VA Linux is offering Debian pre-installed on their 2200 line of
servers. While VA is not the first company to sell computers with
Debian pre-installed, they are perhaps the best-known company to do so
to date. The [1]press release quotes VA's CEO Larry Augustin saying,
"We are proud to begin providing Debian on our 2200 series servers and
look forward to offering the Debian option on more of our systems" VA
also [2]announced last week that they have hired DPL Wichert Akkerman,
who joins 3 other Debian developers at VA (disclaimer: one of those
three is the author of this newsletter).

Debian GNU/Hurd CD images have been [3]created They are based on the
Debian boot-floppies, so linux is used to install the Hurd, and "in
theory Hurd can be installed on any system that will accept a potato
installation, whether Hurd will run on all these systems is another
issue." This looks like a big step forward in usability for the Hurd.

Debian's [4]port to the HP PA-RISC architecture (hppa) achieved a
major milestone this week with the creation of a [5]new section on
the FTP site and an initial upload of several hundred .deb files.

This week's security fixes are: A update to [6]curl fixing a
remotely-exploitable buffer overflow, a fix for a printf formatting
attack in [7]nis, a fix for a remote exploit in [8]php3 and
[9]php4, and a update to [10]traceroute fixing a local root exploit.

A problem with libc has resurfaced in the wake of the recent upgrade
unstable's libc. After libc is upgraded, many daemons must be
restarted because of [11]incompatibilities with the NSS modules. A
list of such daemons has been hard-wired into libc6's postinst, but
Ben Collins [12]pointed out that such a list will always be incomplete
and out of date. Several solutions have been proposed. Some involve
adding markers to packages that need to be restarted (in their init
scripts, or some other file). Others involve modifying the programs
that use the NSS modules to either [13]statically link or [14]preload
them. This last seems like the most elegant solution, but we're
[15]not sure if it will really work.

A puzzling Debian review was published a few weeks ago, when Joe Barr
[16]reviewed Debian 2.1 in LinuxWorld. That's right, Debian 2.1,
released well over a year ago. It was not a nice review; memorable
quotes include "the install from hell" and "This distribution is
supposed to be the poster child for free software; it should be on an
FBI Most Wanted poster." There was a large and on the whole quite
puzzled reaction on the Debian mailing lists. Why was someone harshly
reviewing an old version of Debian?

=====

Required tasks:
1. In the Debian newsletter, which line of VA Linux servers is offered with Debian pre-installed?
2. Name every package that the Debian newsletter lists among this week's security fixes.

=====

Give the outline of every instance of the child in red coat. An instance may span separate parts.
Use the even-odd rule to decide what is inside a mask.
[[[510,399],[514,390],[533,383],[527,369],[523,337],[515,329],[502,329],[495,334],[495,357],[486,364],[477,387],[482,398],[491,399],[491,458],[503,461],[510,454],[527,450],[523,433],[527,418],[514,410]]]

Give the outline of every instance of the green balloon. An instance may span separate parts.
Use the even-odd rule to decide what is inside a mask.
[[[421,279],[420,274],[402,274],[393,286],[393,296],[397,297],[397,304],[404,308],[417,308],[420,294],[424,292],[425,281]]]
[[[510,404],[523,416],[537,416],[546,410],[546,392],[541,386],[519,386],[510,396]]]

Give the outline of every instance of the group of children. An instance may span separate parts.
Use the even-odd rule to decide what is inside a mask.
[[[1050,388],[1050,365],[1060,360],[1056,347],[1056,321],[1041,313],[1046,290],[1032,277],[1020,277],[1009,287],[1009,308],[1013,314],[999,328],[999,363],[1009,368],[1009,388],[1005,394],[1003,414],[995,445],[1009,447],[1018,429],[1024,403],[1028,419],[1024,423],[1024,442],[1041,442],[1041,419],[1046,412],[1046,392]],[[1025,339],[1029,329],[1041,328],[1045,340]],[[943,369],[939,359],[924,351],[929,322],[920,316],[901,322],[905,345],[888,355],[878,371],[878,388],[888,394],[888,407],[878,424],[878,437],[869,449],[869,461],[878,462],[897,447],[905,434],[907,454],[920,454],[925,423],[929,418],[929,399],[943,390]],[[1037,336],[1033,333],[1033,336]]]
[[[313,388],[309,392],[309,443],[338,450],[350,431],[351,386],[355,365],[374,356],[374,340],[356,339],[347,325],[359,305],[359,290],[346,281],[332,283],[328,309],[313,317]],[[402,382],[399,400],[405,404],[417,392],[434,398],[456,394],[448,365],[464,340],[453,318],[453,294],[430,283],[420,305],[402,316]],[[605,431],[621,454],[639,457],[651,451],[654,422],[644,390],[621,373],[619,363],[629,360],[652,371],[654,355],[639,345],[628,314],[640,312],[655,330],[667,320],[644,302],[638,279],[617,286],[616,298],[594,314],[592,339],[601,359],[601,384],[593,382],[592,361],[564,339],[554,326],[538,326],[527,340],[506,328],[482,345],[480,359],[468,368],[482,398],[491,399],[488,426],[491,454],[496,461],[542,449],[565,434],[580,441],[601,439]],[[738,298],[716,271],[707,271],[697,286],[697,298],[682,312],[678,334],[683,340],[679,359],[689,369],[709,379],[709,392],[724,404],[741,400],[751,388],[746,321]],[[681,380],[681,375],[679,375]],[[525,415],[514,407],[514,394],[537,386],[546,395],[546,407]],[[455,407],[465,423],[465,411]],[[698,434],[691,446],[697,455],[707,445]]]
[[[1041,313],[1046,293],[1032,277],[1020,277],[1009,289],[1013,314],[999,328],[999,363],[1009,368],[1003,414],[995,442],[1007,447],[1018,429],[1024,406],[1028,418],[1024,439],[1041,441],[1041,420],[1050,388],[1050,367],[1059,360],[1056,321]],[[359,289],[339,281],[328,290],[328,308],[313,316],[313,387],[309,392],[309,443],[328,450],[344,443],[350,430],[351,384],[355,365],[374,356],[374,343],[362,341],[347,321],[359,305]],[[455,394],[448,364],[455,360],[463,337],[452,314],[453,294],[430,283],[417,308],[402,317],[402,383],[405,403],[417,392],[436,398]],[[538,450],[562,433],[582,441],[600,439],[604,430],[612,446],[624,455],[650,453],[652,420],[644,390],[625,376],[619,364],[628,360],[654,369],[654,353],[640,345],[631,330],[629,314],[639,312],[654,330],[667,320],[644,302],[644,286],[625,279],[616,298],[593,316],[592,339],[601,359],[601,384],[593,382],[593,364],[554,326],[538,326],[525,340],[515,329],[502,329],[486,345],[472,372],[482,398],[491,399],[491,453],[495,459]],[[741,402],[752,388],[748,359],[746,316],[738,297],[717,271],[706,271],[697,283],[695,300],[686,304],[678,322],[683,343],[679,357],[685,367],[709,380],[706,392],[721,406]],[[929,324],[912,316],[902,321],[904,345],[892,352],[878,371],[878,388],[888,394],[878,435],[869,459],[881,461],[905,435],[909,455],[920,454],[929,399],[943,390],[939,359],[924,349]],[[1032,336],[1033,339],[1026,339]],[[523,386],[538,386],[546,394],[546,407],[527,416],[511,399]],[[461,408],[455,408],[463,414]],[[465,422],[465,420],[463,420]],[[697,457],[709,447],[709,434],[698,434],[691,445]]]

=====

Set of answers:
1. The 2200 line (series) of servers.

2. curl, nis, php3, php4, traceroute